Direction: In the records, take the lines from the one containing "Segment every instance of the yellow flower" through the one containing "POLYGON ((28 254, 30", swap "exterior ring" for "outer ring", and return only those lines with everything else left as is.

Boundary annotation records:
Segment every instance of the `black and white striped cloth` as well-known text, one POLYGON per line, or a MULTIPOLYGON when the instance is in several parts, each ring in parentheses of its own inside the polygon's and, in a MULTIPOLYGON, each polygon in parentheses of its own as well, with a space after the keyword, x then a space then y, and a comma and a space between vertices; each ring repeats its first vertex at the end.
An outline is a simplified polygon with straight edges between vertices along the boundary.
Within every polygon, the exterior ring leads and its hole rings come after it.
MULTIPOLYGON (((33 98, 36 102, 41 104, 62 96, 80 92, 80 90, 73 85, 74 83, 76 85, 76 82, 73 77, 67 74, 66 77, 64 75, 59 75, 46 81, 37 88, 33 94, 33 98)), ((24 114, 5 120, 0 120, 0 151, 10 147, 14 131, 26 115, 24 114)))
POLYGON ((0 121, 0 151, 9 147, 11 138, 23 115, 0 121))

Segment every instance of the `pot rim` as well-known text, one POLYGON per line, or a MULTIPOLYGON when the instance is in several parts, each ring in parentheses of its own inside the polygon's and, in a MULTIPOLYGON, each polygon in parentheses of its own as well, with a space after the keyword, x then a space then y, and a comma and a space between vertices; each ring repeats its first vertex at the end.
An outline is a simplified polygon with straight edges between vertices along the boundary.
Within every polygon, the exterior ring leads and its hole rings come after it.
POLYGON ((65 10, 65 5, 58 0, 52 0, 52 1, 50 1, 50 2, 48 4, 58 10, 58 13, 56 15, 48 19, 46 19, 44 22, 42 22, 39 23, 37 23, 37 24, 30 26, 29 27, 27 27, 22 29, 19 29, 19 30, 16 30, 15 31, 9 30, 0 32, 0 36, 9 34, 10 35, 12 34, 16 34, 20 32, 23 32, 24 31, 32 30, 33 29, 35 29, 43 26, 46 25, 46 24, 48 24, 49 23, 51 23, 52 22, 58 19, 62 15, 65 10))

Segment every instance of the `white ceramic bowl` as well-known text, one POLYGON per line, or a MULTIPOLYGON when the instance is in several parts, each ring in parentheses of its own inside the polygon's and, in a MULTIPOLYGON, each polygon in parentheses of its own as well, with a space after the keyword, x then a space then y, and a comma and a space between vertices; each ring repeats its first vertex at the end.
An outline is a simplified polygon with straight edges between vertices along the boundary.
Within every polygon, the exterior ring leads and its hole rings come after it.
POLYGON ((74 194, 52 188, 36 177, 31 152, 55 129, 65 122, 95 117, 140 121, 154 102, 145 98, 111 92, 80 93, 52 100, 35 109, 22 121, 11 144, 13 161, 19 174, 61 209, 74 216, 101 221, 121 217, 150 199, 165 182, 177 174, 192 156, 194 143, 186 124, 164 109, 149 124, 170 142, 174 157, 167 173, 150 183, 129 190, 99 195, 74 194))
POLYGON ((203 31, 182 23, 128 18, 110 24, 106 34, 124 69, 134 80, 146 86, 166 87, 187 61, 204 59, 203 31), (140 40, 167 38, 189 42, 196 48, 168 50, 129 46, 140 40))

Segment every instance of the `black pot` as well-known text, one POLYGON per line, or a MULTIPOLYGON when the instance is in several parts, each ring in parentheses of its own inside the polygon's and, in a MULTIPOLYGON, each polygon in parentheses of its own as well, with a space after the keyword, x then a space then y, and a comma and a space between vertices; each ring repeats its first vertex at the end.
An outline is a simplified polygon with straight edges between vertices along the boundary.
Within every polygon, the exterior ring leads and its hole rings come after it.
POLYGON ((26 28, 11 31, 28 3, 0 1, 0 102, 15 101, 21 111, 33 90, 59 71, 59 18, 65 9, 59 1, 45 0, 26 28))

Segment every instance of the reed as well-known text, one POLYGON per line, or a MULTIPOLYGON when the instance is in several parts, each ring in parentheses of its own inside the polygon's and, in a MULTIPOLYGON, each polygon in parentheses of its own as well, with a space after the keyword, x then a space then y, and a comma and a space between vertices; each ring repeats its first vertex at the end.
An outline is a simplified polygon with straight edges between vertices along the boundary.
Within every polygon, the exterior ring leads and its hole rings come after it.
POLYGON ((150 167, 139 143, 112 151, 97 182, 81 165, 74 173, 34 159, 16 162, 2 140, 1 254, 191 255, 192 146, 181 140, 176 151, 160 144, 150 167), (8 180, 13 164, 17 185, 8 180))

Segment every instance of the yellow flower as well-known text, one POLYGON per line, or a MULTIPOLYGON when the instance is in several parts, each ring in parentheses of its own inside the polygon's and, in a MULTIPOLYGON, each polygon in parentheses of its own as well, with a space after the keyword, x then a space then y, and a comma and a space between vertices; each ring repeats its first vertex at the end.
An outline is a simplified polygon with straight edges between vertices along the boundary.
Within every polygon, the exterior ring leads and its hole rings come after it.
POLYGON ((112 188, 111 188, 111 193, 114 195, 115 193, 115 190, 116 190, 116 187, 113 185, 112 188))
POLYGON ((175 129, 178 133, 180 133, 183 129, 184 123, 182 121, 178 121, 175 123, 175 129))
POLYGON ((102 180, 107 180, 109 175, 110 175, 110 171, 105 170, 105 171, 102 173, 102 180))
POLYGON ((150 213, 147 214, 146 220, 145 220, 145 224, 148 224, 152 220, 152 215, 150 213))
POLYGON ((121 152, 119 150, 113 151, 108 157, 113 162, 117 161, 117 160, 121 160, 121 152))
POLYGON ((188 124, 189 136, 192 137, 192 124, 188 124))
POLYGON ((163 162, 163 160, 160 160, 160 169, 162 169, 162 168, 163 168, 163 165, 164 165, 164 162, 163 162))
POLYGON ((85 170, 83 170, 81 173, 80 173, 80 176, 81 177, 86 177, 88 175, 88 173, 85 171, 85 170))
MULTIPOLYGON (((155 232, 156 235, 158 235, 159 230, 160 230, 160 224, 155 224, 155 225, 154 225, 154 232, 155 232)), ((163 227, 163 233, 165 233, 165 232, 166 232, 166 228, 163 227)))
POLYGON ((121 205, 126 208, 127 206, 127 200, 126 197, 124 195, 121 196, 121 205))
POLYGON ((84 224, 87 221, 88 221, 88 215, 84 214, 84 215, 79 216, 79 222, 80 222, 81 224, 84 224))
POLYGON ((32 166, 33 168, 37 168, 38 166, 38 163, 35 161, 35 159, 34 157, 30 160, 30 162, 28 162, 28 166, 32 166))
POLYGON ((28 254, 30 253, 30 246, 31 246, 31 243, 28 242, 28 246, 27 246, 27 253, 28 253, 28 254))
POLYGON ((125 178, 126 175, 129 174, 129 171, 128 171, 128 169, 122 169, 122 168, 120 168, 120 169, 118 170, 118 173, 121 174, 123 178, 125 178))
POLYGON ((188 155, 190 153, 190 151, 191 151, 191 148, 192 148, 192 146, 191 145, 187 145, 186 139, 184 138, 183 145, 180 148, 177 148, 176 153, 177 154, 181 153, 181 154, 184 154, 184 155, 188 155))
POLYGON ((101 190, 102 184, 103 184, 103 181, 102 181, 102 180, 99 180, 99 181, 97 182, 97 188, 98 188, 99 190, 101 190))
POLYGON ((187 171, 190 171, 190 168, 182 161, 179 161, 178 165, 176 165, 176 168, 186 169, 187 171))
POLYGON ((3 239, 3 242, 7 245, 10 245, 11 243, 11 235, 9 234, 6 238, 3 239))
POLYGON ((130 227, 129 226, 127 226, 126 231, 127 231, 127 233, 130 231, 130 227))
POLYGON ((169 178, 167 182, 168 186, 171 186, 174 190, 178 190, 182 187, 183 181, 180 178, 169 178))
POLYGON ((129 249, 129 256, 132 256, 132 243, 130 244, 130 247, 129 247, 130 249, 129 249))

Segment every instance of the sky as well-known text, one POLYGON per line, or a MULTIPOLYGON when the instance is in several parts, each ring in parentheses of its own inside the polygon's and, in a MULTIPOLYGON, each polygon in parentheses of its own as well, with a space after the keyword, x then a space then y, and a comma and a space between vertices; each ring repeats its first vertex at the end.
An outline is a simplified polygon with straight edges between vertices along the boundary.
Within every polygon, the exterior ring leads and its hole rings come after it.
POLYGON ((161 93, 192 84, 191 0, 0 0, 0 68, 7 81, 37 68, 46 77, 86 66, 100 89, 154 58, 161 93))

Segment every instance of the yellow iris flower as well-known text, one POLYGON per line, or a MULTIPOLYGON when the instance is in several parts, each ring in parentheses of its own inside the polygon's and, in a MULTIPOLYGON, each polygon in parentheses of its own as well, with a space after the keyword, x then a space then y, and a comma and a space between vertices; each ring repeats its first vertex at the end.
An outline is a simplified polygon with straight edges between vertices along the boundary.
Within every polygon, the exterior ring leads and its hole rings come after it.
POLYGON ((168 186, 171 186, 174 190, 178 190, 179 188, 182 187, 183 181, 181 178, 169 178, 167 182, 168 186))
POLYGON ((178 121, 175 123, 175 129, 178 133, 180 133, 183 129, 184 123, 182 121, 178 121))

Solution for this task:
Segment every instance of the yellow flower as well-known text, one POLYGON per line, or a MULTIPOLYGON when the instance is in several parts, each ring in parentheses of its own inside the polygon's and, in a MULTIPOLYGON, each polygon in parentheses of its own as well, with a space after the keyword, x then a space then y, and a comma and a space between vertices; each ring repeats its first vertex at the end.
An outline is a simplified polygon with straight edges between vertices along the boundary.
Within every polygon, the outer ring leads and its hole rings come after it.
POLYGON ((112 188, 111 188, 111 193, 114 195, 115 193, 115 190, 116 190, 116 187, 113 185, 112 188))
POLYGON ((175 129, 178 133, 180 133, 183 129, 184 123, 182 121, 178 121, 175 123, 175 129))
POLYGON ((102 180, 107 180, 109 175, 110 175, 110 171, 105 170, 105 171, 102 173, 102 180))
POLYGON ((150 213, 147 214, 146 220, 145 220, 145 224, 148 224, 152 220, 152 215, 150 213))
POLYGON ((121 152, 119 150, 113 151, 108 157, 113 162, 117 161, 117 160, 121 160, 121 152))
POLYGON ((188 124, 189 136, 192 137, 192 124, 188 124))
POLYGON ((163 162, 163 160, 160 160, 160 169, 162 169, 162 168, 163 168, 163 165, 164 165, 164 162, 163 162))
POLYGON ((85 170, 83 170, 81 173, 80 173, 80 176, 81 177, 86 177, 88 175, 88 173, 85 171, 85 170))
MULTIPOLYGON (((155 232, 156 235, 158 235, 159 230, 160 230, 160 224, 155 224, 155 225, 154 225, 154 232, 155 232)), ((163 227, 163 233, 165 233, 165 232, 166 232, 166 228, 163 227)))
POLYGON ((121 205, 126 208, 127 206, 127 200, 126 197, 124 195, 121 196, 121 205))
POLYGON ((84 224, 87 221, 88 221, 88 215, 84 214, 84 215, 79 216, 79 222, 80 222, 81 224, 84 224))
POLYGON ((32 166, 33 168, 37 168, 38 166, 38 163, 35 161, 35 159, 34 157, 30 160, 30 162, 28 162, 28 166, 32 166))
POLYGON ((28 254, 30 253, 30 246, 31 246, 31 243, 28 242, 28 246, 27 246, 27 253, 28 253, 28 254))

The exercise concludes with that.